Work to do:
Gather every line of the items below that contains the word "reflection", and copy each of those lines in full. Case counts.
++++
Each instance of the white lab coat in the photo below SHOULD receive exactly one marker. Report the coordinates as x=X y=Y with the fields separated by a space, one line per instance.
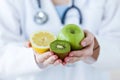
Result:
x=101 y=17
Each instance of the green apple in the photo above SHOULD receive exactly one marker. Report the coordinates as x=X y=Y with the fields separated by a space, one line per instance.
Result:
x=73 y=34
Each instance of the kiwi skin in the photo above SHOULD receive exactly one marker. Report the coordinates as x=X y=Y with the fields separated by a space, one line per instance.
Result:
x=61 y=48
++++
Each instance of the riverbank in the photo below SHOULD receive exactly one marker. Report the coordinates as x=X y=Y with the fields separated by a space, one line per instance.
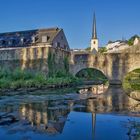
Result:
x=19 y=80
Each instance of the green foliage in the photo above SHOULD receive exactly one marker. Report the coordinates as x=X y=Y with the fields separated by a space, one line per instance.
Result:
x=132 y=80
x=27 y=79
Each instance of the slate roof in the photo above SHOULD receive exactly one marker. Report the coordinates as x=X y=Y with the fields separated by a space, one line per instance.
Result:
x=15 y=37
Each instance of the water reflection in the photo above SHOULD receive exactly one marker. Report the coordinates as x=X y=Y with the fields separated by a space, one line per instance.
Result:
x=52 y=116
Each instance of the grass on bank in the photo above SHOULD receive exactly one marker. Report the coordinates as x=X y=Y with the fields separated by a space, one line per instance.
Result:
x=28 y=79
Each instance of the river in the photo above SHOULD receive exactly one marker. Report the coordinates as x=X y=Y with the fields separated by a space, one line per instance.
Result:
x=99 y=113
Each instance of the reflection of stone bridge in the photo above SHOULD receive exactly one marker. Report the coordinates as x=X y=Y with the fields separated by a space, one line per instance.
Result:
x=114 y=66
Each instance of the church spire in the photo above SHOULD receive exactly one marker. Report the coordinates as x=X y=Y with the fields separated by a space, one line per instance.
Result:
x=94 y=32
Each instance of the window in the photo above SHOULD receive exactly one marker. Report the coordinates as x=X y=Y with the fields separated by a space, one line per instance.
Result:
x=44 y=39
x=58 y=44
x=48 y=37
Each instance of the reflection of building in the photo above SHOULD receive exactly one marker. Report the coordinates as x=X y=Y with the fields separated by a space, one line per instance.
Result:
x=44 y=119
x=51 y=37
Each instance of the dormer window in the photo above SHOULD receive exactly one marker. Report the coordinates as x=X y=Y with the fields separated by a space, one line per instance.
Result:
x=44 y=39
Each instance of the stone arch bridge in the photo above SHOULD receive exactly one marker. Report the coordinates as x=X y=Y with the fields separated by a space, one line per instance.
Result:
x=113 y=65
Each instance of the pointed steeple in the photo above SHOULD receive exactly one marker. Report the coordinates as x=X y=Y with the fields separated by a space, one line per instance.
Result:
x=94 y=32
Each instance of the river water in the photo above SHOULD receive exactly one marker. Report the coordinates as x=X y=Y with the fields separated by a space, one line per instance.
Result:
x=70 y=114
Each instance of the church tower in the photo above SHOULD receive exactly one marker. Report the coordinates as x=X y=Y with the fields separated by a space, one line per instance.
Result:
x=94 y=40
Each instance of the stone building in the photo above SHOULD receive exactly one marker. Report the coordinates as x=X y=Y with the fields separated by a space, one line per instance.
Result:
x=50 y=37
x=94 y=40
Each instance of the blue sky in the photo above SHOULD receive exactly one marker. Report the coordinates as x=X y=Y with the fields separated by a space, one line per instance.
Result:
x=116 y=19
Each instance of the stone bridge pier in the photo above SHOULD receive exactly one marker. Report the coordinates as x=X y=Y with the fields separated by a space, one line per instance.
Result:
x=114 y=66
++++
Answer to the exercise:
Each instance of the water reflection in the photo above SHOULD receive exactly one marker. Report the coordinates as x=X y=Y with the fields separated by a space, one line per instance.
Each instance of the reflection of stone bridge in the photo above SHOULD receive exactly one marker. Report the coordinates as x=X y=Y with the fields separated by a space, one line per instance.
Each instance of the reflection of building in the photo above SHOULD receive exactly one marker. Report the coordinates as x=X y=Y with the fields separated by a space, one line per instance.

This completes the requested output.